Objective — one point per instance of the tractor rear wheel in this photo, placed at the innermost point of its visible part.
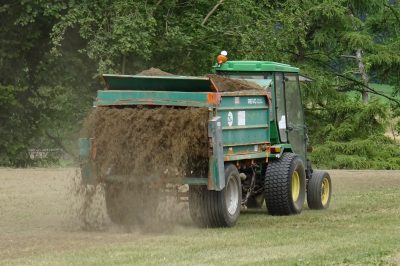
(129, 204)
(319, 190)
(285, 185)
(210, 208)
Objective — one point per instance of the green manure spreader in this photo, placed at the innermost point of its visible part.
(257, 140)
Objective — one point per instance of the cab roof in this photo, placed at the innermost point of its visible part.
(256, 66)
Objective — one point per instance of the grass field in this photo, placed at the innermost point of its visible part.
(37, 227)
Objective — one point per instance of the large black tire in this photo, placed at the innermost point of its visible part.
(129, 204)
(285, 185)
(319, 191)
(210, 208)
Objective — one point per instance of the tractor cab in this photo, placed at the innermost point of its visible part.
(282, 82)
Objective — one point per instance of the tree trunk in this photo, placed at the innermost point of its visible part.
(364, 75)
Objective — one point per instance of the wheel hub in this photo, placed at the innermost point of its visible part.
(325, 191)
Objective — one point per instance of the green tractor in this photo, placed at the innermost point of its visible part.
(258, 140)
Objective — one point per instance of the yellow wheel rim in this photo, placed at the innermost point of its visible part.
(295, 186)
(325, 191)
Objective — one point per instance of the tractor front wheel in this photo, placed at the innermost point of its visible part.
(319, 191)
(210, 208)
(285, 185)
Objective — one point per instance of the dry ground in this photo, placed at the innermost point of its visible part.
(38, 218)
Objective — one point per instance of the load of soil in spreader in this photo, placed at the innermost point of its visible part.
(138, 145)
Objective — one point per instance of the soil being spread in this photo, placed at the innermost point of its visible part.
(145, 143)
(140, 146)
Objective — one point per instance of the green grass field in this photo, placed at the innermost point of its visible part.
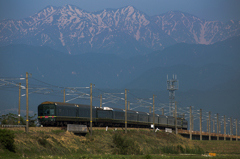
(137, 143)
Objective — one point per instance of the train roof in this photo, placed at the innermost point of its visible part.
(64, 104)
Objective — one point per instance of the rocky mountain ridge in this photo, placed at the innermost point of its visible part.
(125, 31)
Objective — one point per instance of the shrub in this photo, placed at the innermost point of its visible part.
(7, 139)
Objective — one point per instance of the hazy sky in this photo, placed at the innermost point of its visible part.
(221, 10)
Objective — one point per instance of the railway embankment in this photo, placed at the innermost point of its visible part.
(42, 142)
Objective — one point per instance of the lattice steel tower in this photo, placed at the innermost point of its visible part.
(172, 85)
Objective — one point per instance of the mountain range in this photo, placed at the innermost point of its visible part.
(124, 31)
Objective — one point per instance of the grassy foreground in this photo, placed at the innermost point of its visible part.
(137, 143)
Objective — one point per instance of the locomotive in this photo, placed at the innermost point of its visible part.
(61, 114)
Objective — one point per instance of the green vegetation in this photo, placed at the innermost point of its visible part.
(12, 119)
(126, 146)
(7, 140)
(43, 142)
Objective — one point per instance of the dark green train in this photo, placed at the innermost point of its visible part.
(61, 114)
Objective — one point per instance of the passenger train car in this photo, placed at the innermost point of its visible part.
(61, 114)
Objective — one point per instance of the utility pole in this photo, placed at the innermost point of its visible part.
(207, 125)
(224, 127)
(213, 126)
(209, 129)
(27, 124)
(217, 127)
(91, 109)
(236, 131)
(125, 110)
(200, 120)
(153, 115)
(230, 128)
(190, 122)
(100, 101)
(19, 103)
(64, 96)
(176, 130)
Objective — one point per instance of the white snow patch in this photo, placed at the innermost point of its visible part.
(79, 12)
(70, 8)
(61, 39)
(130, 10)
(137, 35)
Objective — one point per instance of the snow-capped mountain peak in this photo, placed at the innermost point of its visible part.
(73, 30)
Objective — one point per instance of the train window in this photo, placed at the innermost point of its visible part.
(48, 110)
(40, 111)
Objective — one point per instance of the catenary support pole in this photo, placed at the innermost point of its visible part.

▸ Goal of the exercise
Offset the point coordinates in the stretch from the line containing "Objective — one point per instance of the train window" through the end of the rows by adding 83 to each number. Reproduce that stretch in full, requests included.

▸ Expected output
Objective — one point per instance of the train window in this photo, placed at the innermost point of its visible part.
(131, 193)
(123, 194)
Objective — one point per instance of the catenary support pole in this photo, placed at the innermost point of its visible part.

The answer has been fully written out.